Exercise requirements
Please rewrite the records from the line containing "A teaching note to the class: indicate the pileated" through the end of the records, both ends included, with every answer coordinate multiplied by 1.15 and rounded to a whole number, halves rounded up. Keep the requests and their sample numbers as they are, and leave the pictures out.

Records supplied
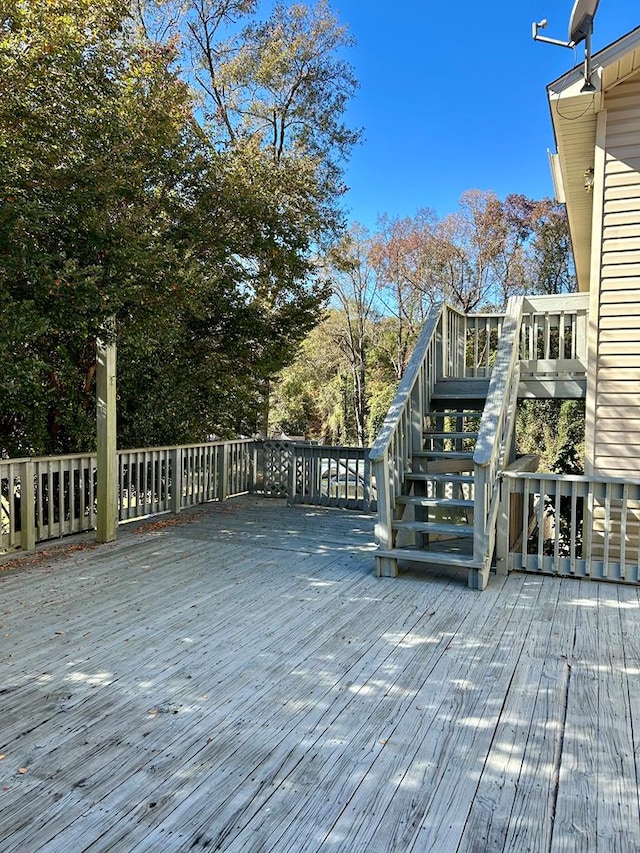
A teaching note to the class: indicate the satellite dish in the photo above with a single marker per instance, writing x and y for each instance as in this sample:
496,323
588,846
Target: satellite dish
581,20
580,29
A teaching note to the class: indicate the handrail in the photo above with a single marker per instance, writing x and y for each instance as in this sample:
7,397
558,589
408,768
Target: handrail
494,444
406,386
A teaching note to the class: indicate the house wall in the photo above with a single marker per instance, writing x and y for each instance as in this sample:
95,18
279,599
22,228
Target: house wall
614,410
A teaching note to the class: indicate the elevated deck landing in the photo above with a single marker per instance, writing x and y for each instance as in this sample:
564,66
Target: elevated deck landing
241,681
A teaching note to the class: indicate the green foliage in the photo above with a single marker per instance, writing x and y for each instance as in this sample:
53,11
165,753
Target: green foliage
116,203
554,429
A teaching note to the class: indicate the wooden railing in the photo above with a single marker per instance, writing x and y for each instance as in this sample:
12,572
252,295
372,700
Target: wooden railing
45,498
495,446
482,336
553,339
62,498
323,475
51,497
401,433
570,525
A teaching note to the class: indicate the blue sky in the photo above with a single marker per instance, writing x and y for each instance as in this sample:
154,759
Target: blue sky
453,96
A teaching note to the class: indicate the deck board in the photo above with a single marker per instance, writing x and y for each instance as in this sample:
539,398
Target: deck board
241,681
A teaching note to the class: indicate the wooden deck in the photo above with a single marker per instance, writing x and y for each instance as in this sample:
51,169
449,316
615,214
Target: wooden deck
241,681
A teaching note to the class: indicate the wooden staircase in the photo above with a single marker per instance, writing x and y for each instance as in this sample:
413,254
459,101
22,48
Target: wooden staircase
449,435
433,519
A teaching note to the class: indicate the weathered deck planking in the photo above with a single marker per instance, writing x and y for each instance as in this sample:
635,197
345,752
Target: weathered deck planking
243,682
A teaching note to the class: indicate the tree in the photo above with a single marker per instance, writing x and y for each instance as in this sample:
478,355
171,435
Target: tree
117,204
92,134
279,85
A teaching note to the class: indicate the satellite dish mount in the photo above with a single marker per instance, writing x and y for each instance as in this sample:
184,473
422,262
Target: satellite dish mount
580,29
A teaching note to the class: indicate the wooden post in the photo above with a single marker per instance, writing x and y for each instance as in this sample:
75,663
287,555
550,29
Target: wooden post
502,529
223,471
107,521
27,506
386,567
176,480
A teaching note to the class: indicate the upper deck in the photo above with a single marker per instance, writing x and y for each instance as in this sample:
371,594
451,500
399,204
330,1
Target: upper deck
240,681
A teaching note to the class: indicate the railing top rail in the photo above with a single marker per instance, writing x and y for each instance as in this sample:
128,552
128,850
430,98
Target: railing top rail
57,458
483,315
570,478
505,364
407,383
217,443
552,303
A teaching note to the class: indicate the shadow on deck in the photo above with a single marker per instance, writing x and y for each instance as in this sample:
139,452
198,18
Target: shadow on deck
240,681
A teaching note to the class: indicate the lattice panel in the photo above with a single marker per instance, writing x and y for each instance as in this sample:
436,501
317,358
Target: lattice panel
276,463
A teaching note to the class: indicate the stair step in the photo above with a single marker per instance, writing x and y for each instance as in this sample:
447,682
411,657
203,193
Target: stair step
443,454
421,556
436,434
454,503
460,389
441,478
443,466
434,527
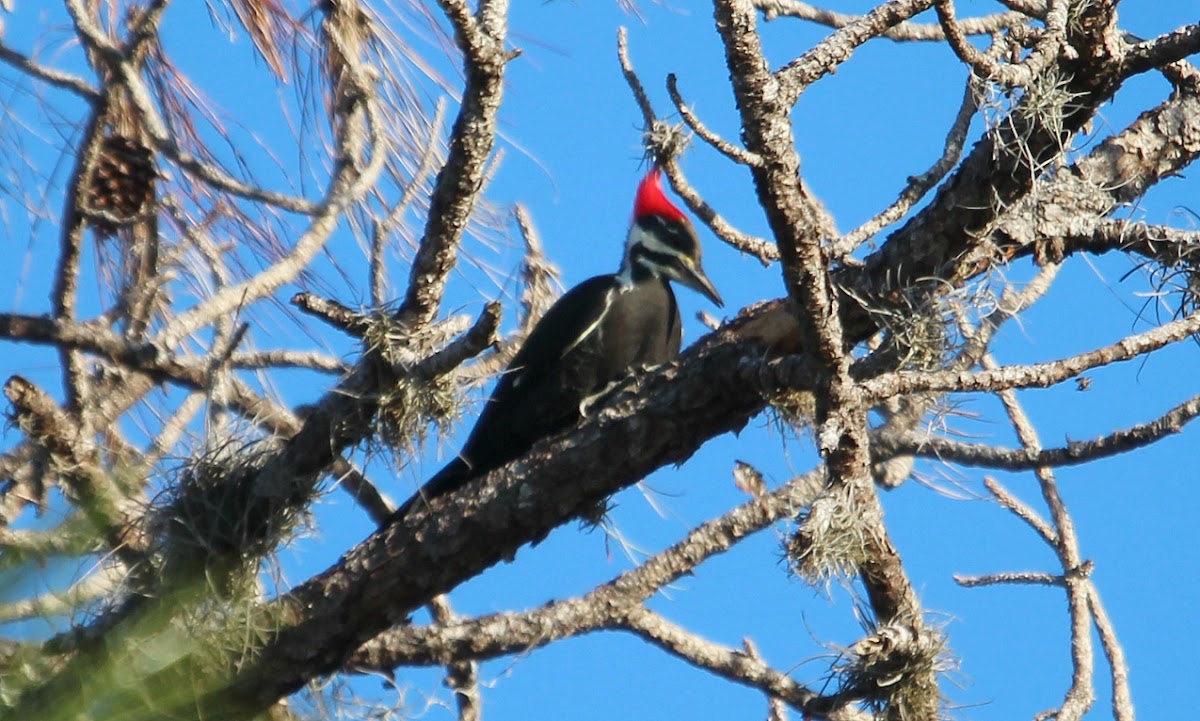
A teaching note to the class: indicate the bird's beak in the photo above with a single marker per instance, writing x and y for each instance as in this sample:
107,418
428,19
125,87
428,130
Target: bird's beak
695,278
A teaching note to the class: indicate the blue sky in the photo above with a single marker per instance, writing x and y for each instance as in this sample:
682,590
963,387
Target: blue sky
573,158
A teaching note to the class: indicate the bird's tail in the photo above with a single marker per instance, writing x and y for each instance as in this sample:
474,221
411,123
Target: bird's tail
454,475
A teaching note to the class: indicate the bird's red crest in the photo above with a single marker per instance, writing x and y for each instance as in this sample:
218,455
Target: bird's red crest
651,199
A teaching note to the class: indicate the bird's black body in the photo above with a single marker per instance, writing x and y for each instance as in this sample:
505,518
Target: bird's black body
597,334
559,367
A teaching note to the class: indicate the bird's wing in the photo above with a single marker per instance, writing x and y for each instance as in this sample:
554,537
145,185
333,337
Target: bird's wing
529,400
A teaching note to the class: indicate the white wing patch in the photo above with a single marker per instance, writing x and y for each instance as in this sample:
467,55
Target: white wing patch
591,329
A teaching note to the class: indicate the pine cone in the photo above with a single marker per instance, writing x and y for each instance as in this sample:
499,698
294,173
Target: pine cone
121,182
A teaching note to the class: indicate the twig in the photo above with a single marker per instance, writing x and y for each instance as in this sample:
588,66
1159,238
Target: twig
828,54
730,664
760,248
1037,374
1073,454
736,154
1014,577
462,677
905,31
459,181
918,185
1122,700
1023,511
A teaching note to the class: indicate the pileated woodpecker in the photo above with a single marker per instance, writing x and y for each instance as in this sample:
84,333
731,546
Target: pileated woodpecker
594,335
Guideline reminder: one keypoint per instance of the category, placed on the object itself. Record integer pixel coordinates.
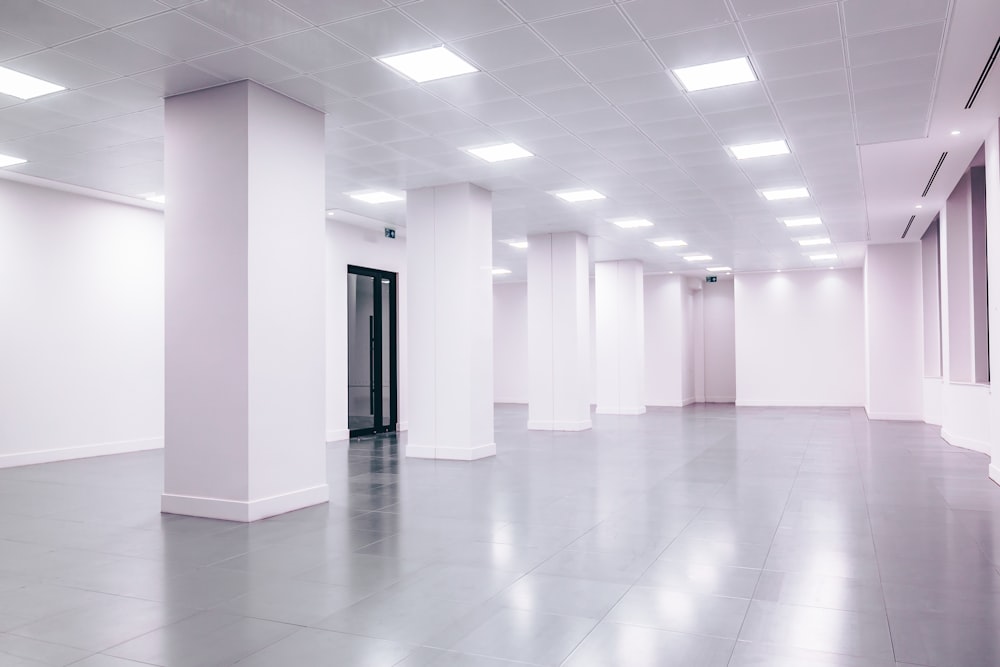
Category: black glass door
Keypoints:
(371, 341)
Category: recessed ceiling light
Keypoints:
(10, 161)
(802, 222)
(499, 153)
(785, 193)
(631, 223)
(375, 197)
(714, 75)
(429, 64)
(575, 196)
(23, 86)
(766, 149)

Answer below
A teaching note to the class: indicate the pileated woodpecker in the photo above with a single marker per instance, writing x and y for each instance as in this sample:
84,333
731,546
Target: pileated woodpecker
683,385
Guideline reminder: one keypoint per instance of the category, placed on the object itself. Record integer pixel coordinates.
Category: black glass door
Keypoints:
(427, 392)
Category: recessed ceiling light
Keypoints:
(12, 185)
(922, 255)
(574, 176)
(903, 222)
(726, 256)
(431, 227)
(821, 86)
(493, 74)
(661, 225)
(26, 99)
(881, 171)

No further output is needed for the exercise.